The tasks —
A. Edit the passage on New Mexico domestic wells: write out everything from "Domestic wells supplied" down to "the meter box.", swapping "mortgage" for "home loan".
B. Please answer these questions from the passage on New Mexico domestic wells:
(i) What share of New Mexico households get their water from individual domestic wells?
(ii) At what yearly rate are domestic well permits growing?
(iii) How many acre feet did domestic wells supply to New Mexico households in 2010?

Given text —
Domestic Well Position

ROLE OF DOMESTIC WATER WELLS IN NEW MEXICO
New Mexico Ground Water Association

“Water is fundamental for life and health. It is a prerequisite to the realization of all other human rights.”1

Water for one in six households in New Mexico is provided by individual domestic wells rather than by Public Water Systems. Three quarters of those domestic wells supply households located in rural areas of New Mexico. 2

Domestic wells number about 200,000 permits issued by the NM Office of the State Engineer (OSE) from 1956 to 2010 and growing at 5,000 per year. The growth indicates the level of on-going demand, primarily from new households outside city water systems.3

Domestic wells supplied 28,952 acre feet (AF) to NM households in 2010, which is less than one percent of the water used in the state.4

Self-supply from domestic wells is relatively affordable. A $10,000 to $20,000 well, pump and tank facility folded into a mortgage adds about $50 to $100/month to household expenses. Energy costs to pump water are seldom over a few dollars per month.5 The main distinction to the homeowner is that self-supply requires their attention for pump maintenance, freeze-up, sanitation, etc., whereas the public-supply customer’s responsibilities end at the meter box.

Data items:

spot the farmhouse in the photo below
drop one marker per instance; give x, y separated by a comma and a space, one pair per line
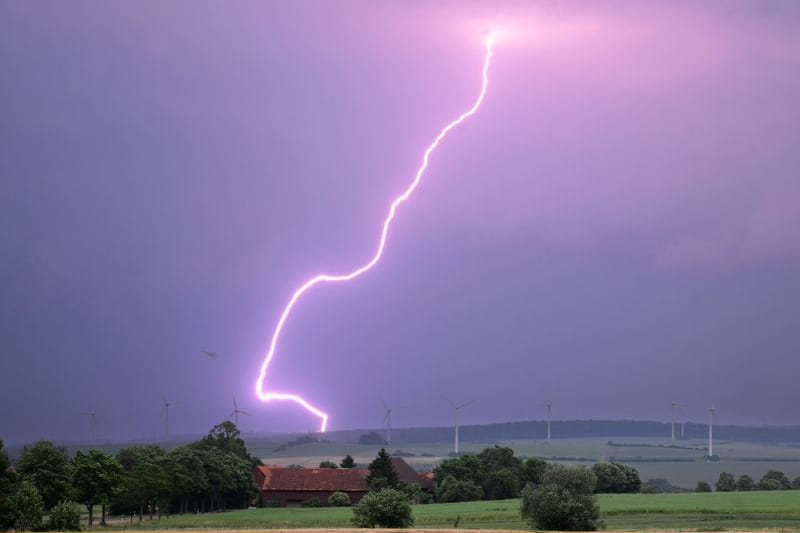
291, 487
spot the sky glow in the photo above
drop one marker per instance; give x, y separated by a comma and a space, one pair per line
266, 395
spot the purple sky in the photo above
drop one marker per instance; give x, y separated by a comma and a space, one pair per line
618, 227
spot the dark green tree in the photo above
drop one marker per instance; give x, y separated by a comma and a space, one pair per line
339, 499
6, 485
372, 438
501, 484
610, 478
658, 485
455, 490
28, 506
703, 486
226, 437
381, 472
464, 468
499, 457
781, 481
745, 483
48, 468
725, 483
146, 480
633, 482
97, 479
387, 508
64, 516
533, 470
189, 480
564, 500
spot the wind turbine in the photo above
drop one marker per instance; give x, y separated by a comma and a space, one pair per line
* * *
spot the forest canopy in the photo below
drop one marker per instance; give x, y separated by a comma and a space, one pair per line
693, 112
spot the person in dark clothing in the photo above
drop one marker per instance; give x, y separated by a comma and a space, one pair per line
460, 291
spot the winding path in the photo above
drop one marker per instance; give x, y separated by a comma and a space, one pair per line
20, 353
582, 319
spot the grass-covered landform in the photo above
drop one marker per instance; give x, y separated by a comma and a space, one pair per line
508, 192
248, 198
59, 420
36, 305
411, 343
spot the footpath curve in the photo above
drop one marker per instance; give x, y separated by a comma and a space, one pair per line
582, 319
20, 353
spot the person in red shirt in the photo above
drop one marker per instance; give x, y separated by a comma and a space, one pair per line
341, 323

Exercise responses —
A.
Domestic wells supplied 28,952 acre feet (AF) to NM households in 2010, which is less than one percent of the water used in the state.4

Self-supply from domestic wells is relatively affordable. A $10,000 to $20,000 well, pump and tank facility folded into a home loan adds about $50 to $100/month to household expenses. Energy costs to pump water are seldom over a few dollars per month.5 The main distinction to the homeowner is that self-supply requires their attention for pump maintenance, freeze-up, sanitation, etc., whereas the public-supply customer’s responsibilities end at the meter box.

B.
(i) One in six households.
(ii) 5,000 per year.
(iii) 28,952 acre feet.